- RECORD EXCERPTS
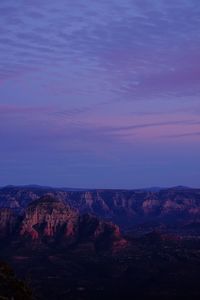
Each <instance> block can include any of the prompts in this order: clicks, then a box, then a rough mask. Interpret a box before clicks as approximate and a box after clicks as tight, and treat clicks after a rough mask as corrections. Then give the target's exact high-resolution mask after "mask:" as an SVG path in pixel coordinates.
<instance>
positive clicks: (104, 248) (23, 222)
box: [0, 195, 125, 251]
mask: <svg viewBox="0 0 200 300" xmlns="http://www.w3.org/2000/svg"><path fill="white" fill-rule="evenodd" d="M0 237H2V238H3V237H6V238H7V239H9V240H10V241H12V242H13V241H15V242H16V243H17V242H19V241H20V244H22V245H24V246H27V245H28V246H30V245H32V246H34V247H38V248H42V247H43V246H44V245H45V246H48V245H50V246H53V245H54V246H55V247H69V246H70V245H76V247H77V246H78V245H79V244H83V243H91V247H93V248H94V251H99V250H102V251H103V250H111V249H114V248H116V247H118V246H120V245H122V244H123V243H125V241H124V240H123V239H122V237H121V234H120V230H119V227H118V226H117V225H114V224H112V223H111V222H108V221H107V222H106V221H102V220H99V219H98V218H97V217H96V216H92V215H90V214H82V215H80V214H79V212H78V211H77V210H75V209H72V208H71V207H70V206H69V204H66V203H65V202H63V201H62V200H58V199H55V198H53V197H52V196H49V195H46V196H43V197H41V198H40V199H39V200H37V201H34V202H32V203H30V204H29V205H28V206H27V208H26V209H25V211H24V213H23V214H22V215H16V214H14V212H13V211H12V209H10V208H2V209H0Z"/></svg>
---
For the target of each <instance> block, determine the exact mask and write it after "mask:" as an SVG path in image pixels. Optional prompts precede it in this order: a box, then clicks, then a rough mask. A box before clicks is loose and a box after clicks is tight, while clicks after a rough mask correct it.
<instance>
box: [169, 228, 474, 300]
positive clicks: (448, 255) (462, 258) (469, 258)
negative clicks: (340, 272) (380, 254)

- TASK PROMPT
Filter the listing above by the word "positive"; copy each line that passes.

- ANSWER SECTION
positive clicks: (104, 248) (23, 222)
positive clicks: (448, 255) (462, 258) (469, 258)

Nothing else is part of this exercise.